- EXERCISE BRIEF
Starting at the line that contains "Would you please place a dot on the blue sky" and ending at the last line, write these lines out again, swapping "archway opening" for "arched doorway" and leaving everything else the same.

(Recorded data)
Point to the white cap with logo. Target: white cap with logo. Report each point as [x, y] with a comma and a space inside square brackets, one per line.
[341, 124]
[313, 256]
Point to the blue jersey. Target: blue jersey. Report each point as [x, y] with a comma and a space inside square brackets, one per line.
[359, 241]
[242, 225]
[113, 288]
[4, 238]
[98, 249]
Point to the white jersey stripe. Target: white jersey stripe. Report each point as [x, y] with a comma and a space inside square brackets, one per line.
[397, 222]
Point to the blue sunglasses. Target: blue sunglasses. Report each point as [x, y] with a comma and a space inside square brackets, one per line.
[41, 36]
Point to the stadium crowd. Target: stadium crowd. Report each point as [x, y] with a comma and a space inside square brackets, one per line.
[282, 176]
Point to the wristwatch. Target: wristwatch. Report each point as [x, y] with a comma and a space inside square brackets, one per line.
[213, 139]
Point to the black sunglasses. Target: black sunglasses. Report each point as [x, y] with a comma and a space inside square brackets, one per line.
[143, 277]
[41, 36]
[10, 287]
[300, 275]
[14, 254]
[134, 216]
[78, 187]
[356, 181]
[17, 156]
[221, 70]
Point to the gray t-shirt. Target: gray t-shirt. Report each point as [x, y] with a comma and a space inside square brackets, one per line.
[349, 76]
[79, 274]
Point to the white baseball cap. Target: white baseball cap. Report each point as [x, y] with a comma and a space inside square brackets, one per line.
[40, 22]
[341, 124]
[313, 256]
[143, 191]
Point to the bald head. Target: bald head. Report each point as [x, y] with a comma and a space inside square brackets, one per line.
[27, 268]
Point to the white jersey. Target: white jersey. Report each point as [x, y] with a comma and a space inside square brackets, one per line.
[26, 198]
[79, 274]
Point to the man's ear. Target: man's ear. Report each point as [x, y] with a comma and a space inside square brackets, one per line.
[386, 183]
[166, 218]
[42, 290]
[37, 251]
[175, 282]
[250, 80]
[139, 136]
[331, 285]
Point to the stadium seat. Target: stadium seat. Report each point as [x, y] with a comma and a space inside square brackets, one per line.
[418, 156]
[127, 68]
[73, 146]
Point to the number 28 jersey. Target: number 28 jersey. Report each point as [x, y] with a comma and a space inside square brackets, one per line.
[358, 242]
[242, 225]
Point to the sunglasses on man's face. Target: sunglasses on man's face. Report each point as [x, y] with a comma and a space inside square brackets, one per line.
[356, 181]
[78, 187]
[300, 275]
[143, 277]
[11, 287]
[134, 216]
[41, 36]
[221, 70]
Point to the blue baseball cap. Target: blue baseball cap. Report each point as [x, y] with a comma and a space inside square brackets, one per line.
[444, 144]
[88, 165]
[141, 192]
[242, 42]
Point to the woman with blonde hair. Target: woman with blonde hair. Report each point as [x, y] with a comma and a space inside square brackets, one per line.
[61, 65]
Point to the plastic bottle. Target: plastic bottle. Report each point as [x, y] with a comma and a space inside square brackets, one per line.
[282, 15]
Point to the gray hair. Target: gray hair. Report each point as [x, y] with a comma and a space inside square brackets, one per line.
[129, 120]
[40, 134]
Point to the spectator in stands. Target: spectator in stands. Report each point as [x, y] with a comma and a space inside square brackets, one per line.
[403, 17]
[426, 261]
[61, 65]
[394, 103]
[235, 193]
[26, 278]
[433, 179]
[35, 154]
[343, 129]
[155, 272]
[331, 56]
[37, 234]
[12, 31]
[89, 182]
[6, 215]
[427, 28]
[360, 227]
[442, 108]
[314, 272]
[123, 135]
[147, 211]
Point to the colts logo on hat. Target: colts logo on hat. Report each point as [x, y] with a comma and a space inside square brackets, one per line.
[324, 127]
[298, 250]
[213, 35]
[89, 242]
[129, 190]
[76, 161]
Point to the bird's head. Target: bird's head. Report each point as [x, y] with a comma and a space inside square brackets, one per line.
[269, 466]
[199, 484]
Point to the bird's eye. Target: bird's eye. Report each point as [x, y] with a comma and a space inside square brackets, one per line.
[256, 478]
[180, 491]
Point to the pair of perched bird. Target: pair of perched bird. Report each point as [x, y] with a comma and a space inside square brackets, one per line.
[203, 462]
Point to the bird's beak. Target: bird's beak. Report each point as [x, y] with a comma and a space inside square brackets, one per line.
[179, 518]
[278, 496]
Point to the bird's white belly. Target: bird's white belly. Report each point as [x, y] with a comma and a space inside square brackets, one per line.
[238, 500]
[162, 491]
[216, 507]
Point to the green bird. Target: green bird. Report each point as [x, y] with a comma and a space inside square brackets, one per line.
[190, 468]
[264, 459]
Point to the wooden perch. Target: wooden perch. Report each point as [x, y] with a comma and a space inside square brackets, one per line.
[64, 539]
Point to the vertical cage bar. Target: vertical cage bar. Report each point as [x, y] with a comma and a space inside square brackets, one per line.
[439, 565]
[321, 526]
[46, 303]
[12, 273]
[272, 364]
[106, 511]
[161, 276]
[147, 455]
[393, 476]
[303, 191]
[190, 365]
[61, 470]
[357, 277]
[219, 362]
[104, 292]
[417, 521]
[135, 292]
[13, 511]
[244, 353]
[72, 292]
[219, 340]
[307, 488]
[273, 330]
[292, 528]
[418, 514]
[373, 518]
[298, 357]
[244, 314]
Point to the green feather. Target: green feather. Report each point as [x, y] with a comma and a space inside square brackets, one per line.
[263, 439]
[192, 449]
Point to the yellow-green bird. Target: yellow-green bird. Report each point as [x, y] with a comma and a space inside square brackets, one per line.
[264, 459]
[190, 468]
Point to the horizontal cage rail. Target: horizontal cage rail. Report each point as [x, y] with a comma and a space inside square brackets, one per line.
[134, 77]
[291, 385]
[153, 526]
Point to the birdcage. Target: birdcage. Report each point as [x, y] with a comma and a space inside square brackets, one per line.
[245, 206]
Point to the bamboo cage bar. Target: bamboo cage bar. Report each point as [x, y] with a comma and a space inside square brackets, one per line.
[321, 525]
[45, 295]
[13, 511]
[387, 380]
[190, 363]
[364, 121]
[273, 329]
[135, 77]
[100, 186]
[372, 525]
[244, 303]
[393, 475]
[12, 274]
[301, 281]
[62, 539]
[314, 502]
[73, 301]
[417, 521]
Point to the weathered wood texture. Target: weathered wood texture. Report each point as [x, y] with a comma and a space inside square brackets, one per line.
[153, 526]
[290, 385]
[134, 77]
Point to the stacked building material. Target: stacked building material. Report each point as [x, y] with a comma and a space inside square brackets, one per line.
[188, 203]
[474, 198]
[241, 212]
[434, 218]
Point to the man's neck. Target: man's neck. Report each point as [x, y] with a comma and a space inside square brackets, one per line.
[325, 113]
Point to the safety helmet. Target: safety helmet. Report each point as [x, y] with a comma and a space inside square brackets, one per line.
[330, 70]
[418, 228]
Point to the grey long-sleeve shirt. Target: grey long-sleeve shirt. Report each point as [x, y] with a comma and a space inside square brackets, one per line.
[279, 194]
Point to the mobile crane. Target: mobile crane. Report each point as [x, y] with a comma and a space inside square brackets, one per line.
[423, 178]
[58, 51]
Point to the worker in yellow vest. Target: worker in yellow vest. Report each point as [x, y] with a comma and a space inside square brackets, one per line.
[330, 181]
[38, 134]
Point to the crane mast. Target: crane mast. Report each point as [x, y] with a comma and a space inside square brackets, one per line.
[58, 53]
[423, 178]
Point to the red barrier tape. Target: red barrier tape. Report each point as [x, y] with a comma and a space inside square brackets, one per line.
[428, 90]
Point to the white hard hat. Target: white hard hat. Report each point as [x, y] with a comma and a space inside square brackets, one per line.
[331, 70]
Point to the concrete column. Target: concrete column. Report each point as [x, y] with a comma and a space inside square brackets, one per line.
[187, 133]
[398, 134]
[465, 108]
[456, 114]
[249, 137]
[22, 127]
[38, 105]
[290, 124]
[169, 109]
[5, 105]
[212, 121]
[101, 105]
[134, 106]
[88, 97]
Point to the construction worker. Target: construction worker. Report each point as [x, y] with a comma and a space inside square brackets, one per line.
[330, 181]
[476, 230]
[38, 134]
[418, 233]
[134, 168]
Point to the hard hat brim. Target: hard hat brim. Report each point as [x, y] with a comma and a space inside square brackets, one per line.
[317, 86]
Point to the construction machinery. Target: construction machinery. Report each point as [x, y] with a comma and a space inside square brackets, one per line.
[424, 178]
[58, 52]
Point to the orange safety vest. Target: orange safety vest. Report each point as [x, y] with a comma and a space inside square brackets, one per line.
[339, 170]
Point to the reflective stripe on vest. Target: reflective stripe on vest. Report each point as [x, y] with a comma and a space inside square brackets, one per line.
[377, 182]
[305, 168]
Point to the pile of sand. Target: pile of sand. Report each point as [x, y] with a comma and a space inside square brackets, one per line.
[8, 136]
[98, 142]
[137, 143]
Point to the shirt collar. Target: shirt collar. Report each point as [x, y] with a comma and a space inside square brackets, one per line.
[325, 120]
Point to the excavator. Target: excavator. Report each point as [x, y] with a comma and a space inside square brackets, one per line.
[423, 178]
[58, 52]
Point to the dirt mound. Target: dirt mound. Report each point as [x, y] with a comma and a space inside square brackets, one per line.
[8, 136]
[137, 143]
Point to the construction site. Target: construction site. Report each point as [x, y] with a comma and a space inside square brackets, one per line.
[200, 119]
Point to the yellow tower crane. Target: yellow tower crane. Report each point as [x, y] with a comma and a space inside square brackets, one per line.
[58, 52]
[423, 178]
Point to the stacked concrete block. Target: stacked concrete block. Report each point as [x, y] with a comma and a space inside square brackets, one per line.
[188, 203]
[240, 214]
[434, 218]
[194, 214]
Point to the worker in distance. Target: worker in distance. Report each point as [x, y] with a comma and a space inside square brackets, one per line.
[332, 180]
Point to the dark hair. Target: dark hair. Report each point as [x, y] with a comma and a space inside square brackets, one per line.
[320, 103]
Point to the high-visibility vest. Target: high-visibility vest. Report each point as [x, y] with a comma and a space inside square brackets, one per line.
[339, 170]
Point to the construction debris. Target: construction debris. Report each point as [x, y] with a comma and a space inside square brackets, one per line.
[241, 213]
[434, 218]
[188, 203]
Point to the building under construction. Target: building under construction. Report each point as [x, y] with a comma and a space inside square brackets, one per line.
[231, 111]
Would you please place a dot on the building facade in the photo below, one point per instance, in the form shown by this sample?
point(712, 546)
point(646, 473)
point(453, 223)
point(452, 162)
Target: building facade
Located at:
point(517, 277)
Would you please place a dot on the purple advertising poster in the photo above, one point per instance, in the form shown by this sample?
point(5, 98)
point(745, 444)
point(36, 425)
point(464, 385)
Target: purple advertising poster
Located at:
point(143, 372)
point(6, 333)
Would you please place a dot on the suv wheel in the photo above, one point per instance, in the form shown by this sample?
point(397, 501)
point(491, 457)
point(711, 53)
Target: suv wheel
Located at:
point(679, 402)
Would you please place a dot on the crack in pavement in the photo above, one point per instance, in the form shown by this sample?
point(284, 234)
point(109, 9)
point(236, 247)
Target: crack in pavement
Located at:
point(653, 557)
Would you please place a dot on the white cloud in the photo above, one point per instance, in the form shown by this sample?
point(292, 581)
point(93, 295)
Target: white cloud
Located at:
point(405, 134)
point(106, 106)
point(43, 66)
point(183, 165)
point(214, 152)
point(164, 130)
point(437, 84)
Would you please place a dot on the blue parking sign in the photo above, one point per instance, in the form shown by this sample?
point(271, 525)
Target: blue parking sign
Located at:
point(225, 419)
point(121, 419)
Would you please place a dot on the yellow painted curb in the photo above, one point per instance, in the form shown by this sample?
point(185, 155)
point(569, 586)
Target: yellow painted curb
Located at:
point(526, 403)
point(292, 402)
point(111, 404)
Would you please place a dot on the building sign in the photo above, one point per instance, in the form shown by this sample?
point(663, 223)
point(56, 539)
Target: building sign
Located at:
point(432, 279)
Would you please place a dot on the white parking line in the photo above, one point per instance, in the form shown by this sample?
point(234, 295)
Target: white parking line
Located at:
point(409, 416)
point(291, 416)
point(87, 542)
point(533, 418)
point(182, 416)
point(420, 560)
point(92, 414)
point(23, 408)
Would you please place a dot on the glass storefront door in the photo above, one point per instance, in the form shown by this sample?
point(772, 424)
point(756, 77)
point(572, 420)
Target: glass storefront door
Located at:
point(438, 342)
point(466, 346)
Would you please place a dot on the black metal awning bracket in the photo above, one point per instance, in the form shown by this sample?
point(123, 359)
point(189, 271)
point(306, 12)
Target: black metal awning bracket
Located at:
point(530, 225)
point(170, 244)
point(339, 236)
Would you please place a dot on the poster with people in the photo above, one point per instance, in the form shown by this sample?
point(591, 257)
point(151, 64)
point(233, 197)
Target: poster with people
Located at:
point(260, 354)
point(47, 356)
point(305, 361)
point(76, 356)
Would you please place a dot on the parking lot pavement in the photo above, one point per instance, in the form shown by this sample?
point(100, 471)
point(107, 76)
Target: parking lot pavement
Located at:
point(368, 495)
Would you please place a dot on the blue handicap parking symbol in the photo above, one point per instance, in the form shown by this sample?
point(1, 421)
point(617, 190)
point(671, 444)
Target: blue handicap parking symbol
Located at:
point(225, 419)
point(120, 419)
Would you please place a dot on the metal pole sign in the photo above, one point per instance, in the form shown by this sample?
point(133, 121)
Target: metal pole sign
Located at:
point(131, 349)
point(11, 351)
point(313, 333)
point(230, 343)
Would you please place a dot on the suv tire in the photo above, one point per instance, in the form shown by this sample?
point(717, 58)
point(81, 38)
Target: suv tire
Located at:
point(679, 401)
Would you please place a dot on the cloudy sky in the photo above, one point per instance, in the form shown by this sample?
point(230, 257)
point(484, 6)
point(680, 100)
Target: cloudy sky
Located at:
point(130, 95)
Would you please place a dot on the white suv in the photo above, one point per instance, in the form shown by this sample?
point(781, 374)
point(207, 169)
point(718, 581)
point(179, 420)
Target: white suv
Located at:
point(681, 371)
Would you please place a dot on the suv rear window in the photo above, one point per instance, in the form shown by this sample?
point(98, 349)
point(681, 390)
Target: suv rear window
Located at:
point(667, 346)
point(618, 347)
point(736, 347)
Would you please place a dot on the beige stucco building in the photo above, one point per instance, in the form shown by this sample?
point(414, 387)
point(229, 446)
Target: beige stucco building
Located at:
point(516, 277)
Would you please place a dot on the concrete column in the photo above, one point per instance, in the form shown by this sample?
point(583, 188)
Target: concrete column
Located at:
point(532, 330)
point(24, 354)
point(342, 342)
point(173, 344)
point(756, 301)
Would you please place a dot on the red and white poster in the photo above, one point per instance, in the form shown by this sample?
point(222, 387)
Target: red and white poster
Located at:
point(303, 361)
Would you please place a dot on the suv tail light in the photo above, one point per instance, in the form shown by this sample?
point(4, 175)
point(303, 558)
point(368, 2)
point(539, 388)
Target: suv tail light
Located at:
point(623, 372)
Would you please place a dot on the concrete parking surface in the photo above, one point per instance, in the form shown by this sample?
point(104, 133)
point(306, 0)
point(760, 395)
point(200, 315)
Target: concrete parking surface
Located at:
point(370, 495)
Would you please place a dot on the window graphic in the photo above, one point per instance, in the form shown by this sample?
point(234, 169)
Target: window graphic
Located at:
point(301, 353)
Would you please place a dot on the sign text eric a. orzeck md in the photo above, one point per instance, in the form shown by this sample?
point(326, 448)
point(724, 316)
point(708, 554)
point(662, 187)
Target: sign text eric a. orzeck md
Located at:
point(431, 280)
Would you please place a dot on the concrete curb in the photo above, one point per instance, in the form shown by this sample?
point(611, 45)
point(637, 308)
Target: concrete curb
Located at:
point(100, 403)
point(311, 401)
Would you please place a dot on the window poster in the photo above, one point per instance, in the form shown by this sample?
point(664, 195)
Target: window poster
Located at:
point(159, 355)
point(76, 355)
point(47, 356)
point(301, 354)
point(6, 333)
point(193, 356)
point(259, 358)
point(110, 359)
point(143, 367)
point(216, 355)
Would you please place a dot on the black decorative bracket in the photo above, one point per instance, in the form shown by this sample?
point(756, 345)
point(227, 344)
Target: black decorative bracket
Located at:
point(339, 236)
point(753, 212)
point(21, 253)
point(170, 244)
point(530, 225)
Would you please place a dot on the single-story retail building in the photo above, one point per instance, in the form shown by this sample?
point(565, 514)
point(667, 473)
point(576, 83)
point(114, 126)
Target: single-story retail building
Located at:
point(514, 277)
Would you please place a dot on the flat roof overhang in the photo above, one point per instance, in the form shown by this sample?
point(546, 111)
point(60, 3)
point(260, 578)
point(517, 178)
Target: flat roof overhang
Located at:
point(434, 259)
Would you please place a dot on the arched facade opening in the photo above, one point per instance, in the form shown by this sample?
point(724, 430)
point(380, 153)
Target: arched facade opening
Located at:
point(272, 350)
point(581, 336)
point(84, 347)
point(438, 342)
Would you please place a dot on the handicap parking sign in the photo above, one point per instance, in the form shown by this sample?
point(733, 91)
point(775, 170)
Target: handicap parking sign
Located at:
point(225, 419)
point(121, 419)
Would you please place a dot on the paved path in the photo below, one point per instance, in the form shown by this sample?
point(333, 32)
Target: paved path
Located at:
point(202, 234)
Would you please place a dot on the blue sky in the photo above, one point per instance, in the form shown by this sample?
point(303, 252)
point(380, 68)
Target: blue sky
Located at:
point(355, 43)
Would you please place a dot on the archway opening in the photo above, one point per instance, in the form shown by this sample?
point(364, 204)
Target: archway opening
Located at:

- RESULT OF THIS EXERCISE
Would you please place a dot on the blue sky in the photo above, one point per instance, in the form shown by this sample?
point(303, 252)
point(380, 68)
Target: blue sky
Located at:
point(355, 43)
Would you please place a dot on the arched doorway in the photo above, one point per instance, in the form shown by this sample?
point(364, 204)
Target: arched doorway
Located at:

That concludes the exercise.